- Listed records:
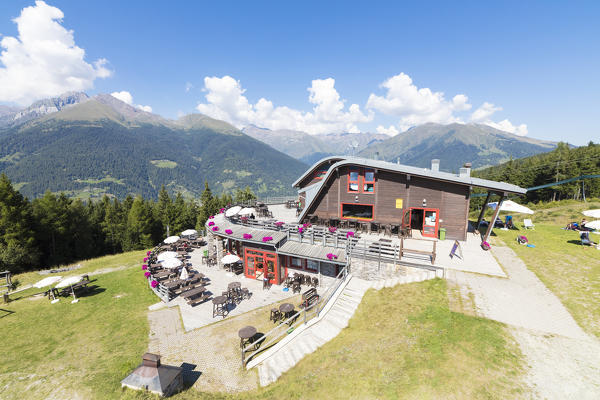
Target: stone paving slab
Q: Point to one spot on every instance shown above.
(201, 314)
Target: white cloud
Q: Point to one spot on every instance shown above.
(392, 130)
(416, 106)
(483, 116)
(44, 61)
(144, 108)
(225, 100)
(126, 97)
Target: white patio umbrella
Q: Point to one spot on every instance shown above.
(70, 281)
(592, 213)
(230, 259)
(232, 211)
(47, 281)
(247, 211)
(171, 263)
(184, 274)
(51, 280)
(511, 206)
(171, 239)
(165, 255)
(593, 224)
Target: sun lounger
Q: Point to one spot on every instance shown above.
(527, 224)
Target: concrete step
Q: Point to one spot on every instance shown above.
(342, 311)
(350, 308)
(349, 299)
(337, 321)
(341, 315)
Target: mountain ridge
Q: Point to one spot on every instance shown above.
(454, 144)
(104, 146)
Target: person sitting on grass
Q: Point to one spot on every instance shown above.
(585, 239)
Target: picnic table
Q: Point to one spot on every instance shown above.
(286, 308)
(174, 284)
(219, 306)
(190, 294)
(246, 334)
(163, 274)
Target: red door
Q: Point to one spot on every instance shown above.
(430, 222)
(259, 264)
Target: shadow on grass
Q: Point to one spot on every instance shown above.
(190, 375)
(8, 312)
(92, 291)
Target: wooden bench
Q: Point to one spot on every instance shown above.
(309, 298)
(431, 253)
(195, 301)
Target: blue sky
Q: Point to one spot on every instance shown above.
(538, 62)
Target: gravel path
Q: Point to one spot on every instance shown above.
(564, 361)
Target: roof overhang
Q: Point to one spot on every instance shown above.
(499, 187)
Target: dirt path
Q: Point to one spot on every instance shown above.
(564, 361)
(212, 362)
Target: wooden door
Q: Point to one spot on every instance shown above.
(431, 217)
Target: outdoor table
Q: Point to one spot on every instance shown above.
(190, 294)
(174, 284)
(286, 308)
(245, 334)
(219, 307)
(163, 274)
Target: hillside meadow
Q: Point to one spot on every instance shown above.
(403, 342)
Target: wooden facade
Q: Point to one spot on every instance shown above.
(395, 193)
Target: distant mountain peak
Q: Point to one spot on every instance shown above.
(201, 121)
(43, 107)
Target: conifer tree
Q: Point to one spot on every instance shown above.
(18, 250)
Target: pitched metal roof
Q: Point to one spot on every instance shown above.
(312, 251)
(239, 230)
(406, 169)
(314, 167)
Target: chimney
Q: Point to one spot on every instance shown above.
(151, 360)
(465, 170)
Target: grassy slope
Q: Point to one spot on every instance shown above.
(570, 271)
(80, 350)
(402, 342)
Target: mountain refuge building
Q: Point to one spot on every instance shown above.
(373, 194)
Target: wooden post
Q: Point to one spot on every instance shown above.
(491, 225)
(487, 199)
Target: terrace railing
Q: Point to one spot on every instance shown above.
(373, 250)
(299, 318)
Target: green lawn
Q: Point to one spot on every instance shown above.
(569, 270)
(78, 350)
(403, 342)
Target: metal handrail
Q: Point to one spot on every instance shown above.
(298, 321)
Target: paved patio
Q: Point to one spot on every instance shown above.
(474, 259)
(218, 279)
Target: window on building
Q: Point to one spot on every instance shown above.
(320, 173)
(353, 181)
(357, 211)
(369, 181)
(296, 262)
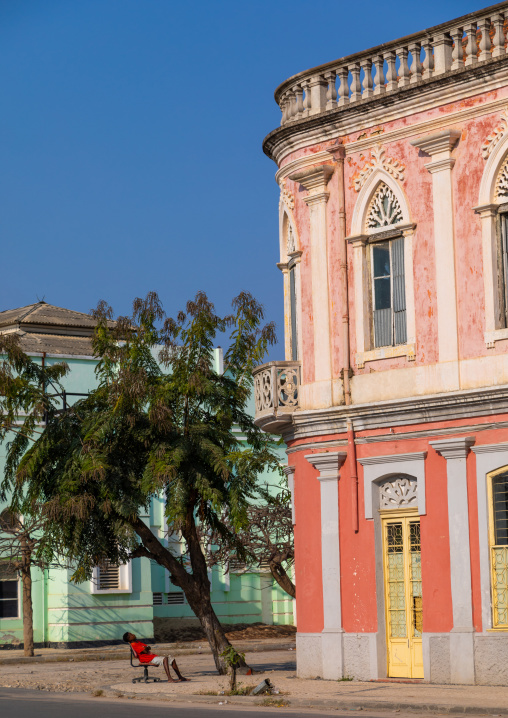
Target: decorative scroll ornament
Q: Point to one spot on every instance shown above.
(501, 191)
(384, 209)
(398, 493)
(495, 136)
(287, 197)
(378, 160)
(291, 246)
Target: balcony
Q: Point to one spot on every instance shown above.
(276, 388)
(458, 45)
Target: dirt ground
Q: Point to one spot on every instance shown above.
(165, 632)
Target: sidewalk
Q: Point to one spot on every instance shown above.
(114, 679)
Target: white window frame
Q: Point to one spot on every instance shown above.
(125, 581)
(360, 240)
(19, 616)
(488, 209)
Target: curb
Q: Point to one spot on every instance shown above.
(87, 657)
(317, 703)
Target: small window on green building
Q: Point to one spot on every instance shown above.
(9, 597)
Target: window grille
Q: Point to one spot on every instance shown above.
(108, 576)
(499, 548)
(389, 293)
(9, 587)
(176, 598)
(292, 303)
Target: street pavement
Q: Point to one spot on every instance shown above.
(18, 703)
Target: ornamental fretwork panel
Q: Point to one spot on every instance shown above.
(399, 492)
(384, 209)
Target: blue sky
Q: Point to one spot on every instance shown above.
(130, 140)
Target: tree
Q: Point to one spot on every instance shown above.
(267, 540)
(22, 546)
(23, 391)
(155, 425)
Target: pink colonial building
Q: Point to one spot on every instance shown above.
(393, 396)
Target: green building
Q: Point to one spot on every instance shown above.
(122, 598)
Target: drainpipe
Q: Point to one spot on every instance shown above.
(339, 153)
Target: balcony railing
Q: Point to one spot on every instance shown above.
(455, 45)
(276, 388)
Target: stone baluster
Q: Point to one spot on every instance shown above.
(318, 88)
(366, 66)
(416, 65)
(284, 109)
(458, 53)
(498, 40)
(428, 60)
(403, 68)
(343, 75)
(391, 73)
(356, 88)
(306, 99)
(299, 101)
(442, 54)
(471, 46)
(331, 94)
(485, 44)
(379, 80)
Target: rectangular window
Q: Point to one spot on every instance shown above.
(499, 548)
(9, 596)
(503, 271)
(389, 293)
(292, 302)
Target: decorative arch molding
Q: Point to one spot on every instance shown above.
(378, 470)
(494, 179)
(493, 167)
(366, 195)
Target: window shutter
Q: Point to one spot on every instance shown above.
(109, 576)
(292, 301)
(399, 291)
(504, 268)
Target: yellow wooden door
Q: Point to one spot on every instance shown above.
(403, 596)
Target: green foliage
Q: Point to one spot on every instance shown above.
(231, 657)
(160, 422)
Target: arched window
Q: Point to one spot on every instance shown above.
(382, 236)
(290, 266)
(498, 540)
(387, 269)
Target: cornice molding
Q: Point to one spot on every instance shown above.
(383, 109)
(328, 464)
(453, 448)
(489, 448)
(393, 458)
(448, 406)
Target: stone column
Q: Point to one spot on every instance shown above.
(315, 180)
(328, 465)
(455, 452)
(440, 146)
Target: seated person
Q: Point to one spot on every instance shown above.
(146, 658)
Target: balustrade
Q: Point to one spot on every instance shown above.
(276, 387)
(457, 45)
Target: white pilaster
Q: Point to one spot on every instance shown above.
(315, 180)
(439, 146)
(455, 452)
(290, 473)
(328, 465)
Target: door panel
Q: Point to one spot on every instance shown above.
(403, 590)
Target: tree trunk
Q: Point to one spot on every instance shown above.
(26, 579)
(282, 578)
(195, 585)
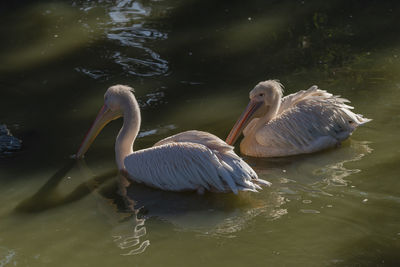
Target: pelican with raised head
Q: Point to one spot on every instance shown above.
(303, 122)
(188, 161)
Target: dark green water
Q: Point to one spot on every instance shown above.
(192, 64)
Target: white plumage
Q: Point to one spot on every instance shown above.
(191, 160)
(303, 122)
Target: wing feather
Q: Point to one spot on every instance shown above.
(307, 116)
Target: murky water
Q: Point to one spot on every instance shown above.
(192, 64)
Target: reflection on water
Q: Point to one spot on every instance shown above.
(6, 256)
(133, 52)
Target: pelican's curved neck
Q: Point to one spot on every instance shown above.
(130, 129)
(272, 111)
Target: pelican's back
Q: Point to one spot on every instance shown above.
(177, 164)
(308, 121)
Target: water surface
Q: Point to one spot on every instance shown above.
(192, 64)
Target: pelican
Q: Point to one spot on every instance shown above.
(188, 161)
(303, 122)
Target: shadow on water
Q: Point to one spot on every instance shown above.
(46, 197)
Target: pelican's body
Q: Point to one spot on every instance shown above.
(191, 160)
(303, 122)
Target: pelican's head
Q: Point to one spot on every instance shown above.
(264, 95)
(115, 98)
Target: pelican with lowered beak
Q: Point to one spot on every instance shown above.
(188, 161)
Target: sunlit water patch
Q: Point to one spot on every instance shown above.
(126, 26)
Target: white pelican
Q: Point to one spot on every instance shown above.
(303, 122)
(191, 160)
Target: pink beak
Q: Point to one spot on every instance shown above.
(105, 116)
(242, 122)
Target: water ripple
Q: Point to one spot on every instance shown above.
(126, 26)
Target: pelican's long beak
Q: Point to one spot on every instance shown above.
(105, 116)
(243, 120)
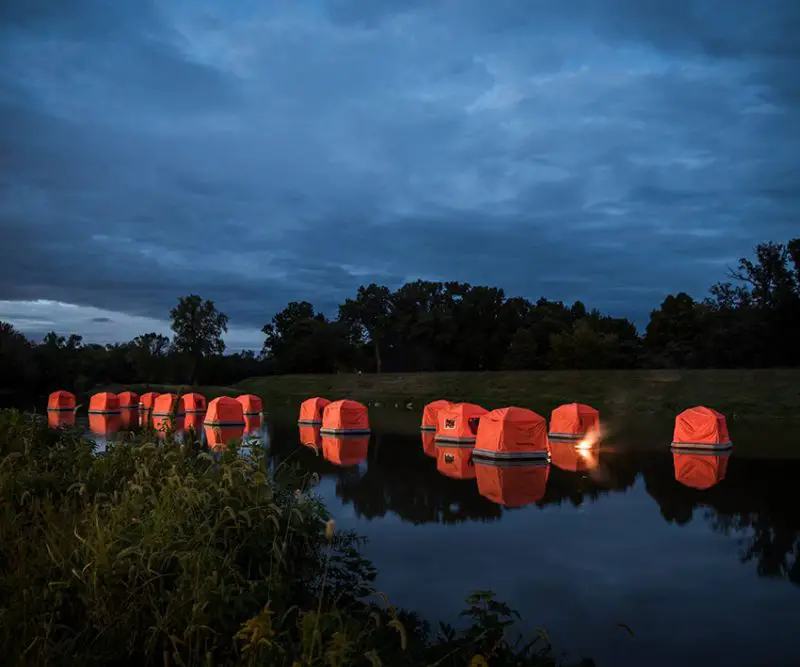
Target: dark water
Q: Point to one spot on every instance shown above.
(701, 577)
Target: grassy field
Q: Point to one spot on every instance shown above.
(740, 394)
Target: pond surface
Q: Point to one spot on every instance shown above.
(614, 536)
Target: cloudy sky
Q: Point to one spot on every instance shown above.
(260, 152)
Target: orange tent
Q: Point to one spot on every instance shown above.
(60, 418)
(220, 436)
(345, 450)
(224, 411)
(572, 458)
(104, 403)
(430, 414)
(574, 422)
(128, 400)
(345, 417)
(512, 484)
(455, 462)
(429, 443)
(129, 418)
(311, 410)
(512, 434)
(458, 424)
(251, 405)
(147, 401)
(698, 469)
(193, 402)
(104, 425)
(61, 400)
(701, 428)
(310, 436)
(167, 404)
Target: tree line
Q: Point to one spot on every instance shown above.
(751, 320)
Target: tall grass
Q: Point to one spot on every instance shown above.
(161, 553)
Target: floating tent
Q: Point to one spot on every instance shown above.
(224, 411)
(569, 457)
(430, 414)
(429, 443)
(147, 401)
(104, 403)
(458, 424)
(128, 400)
(60, 418)
(193, 402)
(251, 404)
(699, 469)
(345, 417)
(221, 436)
(701, 428)
(311, 411)
(455, 462)
(61, 401)
(512, 434)
(574, 422)
(345, 450)
(310, 436)
(512, 484)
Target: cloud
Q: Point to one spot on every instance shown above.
(602, 151)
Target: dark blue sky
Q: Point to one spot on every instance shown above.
(259, 152)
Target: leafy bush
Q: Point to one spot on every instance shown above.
(160, 553)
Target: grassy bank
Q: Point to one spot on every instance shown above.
(165, 554)
(747, 394)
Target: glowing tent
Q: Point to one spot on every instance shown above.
(455, 462)
(104, 403)
(512, 434)
(701, 428)
(574, 422)
(574, 458)
(458, 424)
(699, 469)
(60, 418)
(512, 484)
(225, 411)
(345, 417)
(429, 443)
(61, 401)
(345, 450)
(310, 436)
(193, 402)
(251, 404)
(430, 414)
(128, 400)
(311, 411)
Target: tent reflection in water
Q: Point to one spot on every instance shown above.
(345, 417)
(574, 422)
(345, 450)
(61, 401)
(310, 436)
(701, 428)
(429, 443)
(458, 424)
(430, 414)
(455, 462)
(60, 418)
(512, 483)
(512, 434)
(311, 411)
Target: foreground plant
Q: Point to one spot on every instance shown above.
(165, 554)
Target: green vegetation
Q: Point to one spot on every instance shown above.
(163, 554)
(740, 394)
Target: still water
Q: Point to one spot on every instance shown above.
(617, 536)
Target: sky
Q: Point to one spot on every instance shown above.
(255, 153)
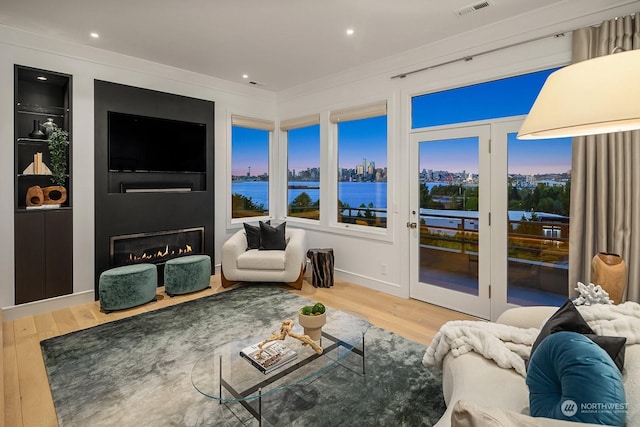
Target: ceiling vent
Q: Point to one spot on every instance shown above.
(472, 8)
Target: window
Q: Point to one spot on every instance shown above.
(534, 190)
(303, 166)
(362, 164)
(250, 166)
(508, 97)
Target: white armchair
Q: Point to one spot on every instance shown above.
(242, 265)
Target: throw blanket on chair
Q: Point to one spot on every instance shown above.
(509, 346)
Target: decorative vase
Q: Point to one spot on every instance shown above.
(37, 133)
(610, 272)
(48, 127)
(312, 324)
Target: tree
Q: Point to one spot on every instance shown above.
(302, 203)
(245, 206)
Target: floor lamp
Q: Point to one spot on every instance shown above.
(600, 95)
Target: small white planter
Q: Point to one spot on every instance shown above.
(312, 324)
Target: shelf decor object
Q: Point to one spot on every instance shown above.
(58, 146)
(36, 133)
(35, 196)
(49, 126)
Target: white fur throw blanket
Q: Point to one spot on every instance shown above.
(509, 346)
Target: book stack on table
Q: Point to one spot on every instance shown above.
(274, 355)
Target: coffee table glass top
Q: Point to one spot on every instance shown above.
(226, 376)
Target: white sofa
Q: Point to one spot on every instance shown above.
(242, 265)
(477, 389)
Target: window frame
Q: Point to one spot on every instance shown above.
(349, 113)
(285, 126)
(249, 122)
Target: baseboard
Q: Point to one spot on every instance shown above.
(359, 279)
(371, 283)
(2, 411)
(38, 307)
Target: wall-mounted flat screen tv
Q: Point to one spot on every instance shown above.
(150, 144)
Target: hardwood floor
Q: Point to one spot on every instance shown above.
(27, 397)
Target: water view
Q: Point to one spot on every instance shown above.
(352, 193)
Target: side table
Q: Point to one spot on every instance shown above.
(321, 267)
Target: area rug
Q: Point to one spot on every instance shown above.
(136, 371)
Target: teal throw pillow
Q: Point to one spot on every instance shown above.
(572, 378)
(568, 318)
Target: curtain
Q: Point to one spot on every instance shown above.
(605, 177)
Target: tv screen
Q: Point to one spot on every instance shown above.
(150, 144)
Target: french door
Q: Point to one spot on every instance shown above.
(449, 218)
(489, 218)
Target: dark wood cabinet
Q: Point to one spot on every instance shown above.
(43, 238)
(43, 254)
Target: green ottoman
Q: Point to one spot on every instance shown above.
(187, 274)
(127, 286)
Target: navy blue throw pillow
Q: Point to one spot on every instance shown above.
(272, 238)
(571, 378)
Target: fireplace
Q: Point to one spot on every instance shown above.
(155, 248)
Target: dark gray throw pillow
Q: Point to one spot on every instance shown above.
(568, 318)
(272, 238)
(253, 235)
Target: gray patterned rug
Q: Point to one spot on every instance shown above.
(136, 371)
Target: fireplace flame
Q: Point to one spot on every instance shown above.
(159, 255)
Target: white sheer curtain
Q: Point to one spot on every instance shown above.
(605, 178)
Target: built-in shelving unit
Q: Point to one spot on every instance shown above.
(43, 234)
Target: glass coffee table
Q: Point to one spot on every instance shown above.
(226, 376)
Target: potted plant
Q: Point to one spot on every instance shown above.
(58, 147)
(312, 318)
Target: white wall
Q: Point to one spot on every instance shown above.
(86, 64)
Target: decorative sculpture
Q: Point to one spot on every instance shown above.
(35, 196)
(52, 195)
(287, 329)
(591, 294)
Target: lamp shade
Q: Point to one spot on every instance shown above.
(599, 95)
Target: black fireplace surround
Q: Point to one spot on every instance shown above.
(163, 201)
(155, 248)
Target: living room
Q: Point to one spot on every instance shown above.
(377, 259)
(386, 249)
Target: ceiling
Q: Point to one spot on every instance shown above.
(278, 44)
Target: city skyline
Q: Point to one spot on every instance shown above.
(367, 138)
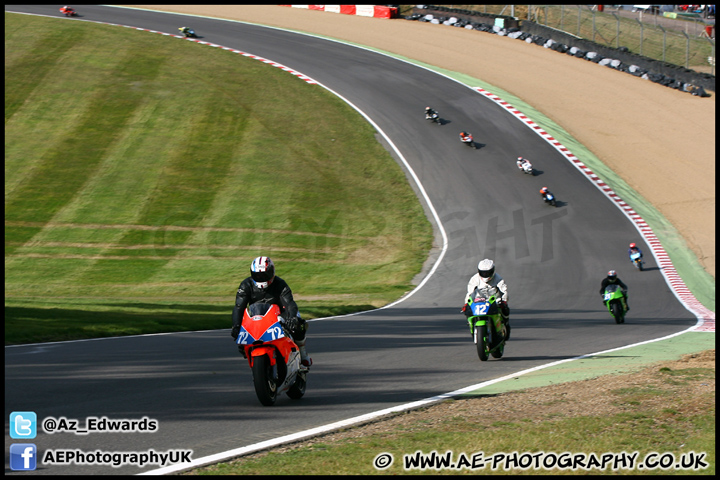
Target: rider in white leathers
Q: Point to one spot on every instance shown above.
(487, 279)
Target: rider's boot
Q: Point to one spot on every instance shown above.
(305, 360)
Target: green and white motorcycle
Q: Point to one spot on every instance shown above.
(486, 324)
(613, 299)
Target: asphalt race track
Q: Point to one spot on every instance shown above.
(200, 391)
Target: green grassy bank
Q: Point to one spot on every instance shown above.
(143, 174)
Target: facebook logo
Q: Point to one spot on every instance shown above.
(23, 456)
(23, 425)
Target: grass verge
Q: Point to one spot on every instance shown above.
(140, 184)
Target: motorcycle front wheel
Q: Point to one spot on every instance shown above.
(617, 312)
(265, 383)
(481, 342)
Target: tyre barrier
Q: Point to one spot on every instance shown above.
(621, 59)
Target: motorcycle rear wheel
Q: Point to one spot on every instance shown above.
(265, 385)
(481, 342)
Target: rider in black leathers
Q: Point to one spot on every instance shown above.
(263, 286)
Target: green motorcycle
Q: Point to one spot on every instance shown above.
(613, 299)
(486, 325)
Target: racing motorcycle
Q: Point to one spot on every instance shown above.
(613, 300)
(486, 326)
(273, 355)
(549, 198)
(435, 118)
(189, 33)
(637, 260)
(68, 12)
(467, 140)
(525, 167)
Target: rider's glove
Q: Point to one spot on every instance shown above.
(292, 324)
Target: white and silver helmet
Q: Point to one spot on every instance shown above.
(262, 271)
(486, 269)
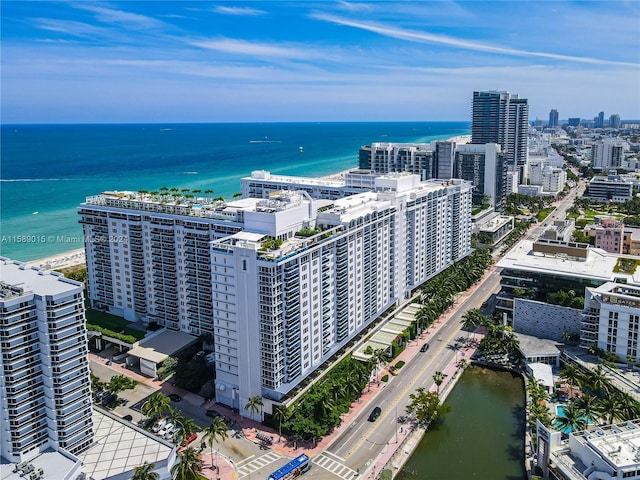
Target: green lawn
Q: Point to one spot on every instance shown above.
(112, 322)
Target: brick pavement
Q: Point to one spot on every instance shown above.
(394, 456)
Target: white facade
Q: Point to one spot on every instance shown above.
(279, 302)
(612, 318)
(608, 153)
(45, 400)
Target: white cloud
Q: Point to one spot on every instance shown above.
(423, 37)
(238, 11)
(120, 17)
(263, 51)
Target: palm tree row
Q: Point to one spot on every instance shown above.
(599, 403)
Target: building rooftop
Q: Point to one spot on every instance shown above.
(597, 265)
(162, 345)
(30, 279)
(53, 465)
(619, 443)
(121, 447)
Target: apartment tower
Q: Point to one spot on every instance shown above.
(45, 400)
(502, 118)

- Exercise directions:
Quote only the lines that start at the line holding "Target: white and silver helmet" and end at the last line of the entries, including both of those lines, and omit every picture.

- Task response:
Target: white and silver helmet
Q: Point to one spot on every instance shown above.
(262, 271)
(486, 269)
Target: green lawn
Q: Point to one spot on every instance shown above.
(112, 322)
Target: brick pavement
Q: Point to one spot on every instance shown above.
(394, 456)
Target: white facade
Q: Point to one spot on every instance shown above.
(279, 302)
(612, 318)
(608, 153)
(45, 400)
Target: white cloud
Q: Point to one spot on every instance shown above.
(423, 37)
(238, 11)
(120, 17)
(263, 51)
Target: palm tree row
Q: Point to one spot on every instance shown above.
(599, 403)
Target: building rooftop
Q: Point to one spot on every instance shown above.
(597, 265)
(162, 345)
(30, 279)
(53, 465)
(619, 443)
(121, 447)
Target: apartment tower
Q: Point to one spot on every instance shown above.
(45, 400)
(502, 118)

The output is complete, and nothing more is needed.